##### Vorliegender Text

Druidenanwärter Mylo als Monsterpfleger
Nach langer Zeit habe ich mich mal wieder einem Genre angenähert, das
ich schon länger aus den Augen verloren hatte: Fantasy. Seit Patrick Rothfuss
bin ich auf der Suche nach Werken, die einen ähnlich reizvollen Charakter
aufweisen wie Kvothe. Und „Druidendämmerung“ von Mira Valentin klang hier
vielversprechend, auch die Leseprobe las sich gut. Es geht um den
Druidenanwärter Mylo, der die verantwortungsvolle Aufgabe übernommen hat, als
„Monsterpfleger“ die gefährlichen Geschöpfe eines magischen Waldes zu hüten.
Doch dem Vergleich mit Rothfuss kann das Buch leider nicht standhalten, so viel
kann ich an dieser Stelle schon verraten.

##########

● **Zu erledigende Aufgaben**:
1: Beantworten Sie zum Text über „Druidendämmerung“ diese Fragen:
(a) Welchem Genre hat sich die schreibende Person nach langer Zeit wieder angenähert?
(b) Von wem stammt „Druidendämmerung“?
(c) Welche Aufgabe hat Mylo übernommen?
2: Schreiben Sie aus dem Text über „Druidendämmerung“ die Stelle von „Druidenanwärter Mylo als“ bis einschließlich „Waldes zu hüten.“ wortgetreu ab.
Die Zeilen stammen aus einer anderen Quelle.

##### Rohdaten

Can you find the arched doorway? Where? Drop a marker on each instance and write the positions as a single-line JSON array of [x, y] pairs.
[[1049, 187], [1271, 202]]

##########

● **Lösungen je Aufgabe**:
1:
(a) Fantasy.
(b) Von Mira Valentin.
(c) Er soll als „Monsterpfleger“ die gefährlichen Geschöpfe eines magischen Waldes hüten.

2:
Druidenanwärter Mylo als Monsterpfleger
Nach langer Zeit habe ich mich mal wieder einem Genre angenähert, das
ich schon länger aus den Augen verloren hatte: Fantasy. Seit Patrick Rothfuss
bin ich auf der Suche nach Werken, die einen ähnlich reizvollen Charakter
aufweisen wie Kvothe. Und „Druidendämmerung“ von Mira Valentin klang hier
vielversprechend, auch die Leseprobe las sich gut. Es geht um den
Druidenanwärter Mylo, der die verantwortungsvolle Aufgabe übernommen hat, als
„Monsterpfleger“ die gefährlichen Geschöpfe eines magischen Waldes zu hüten.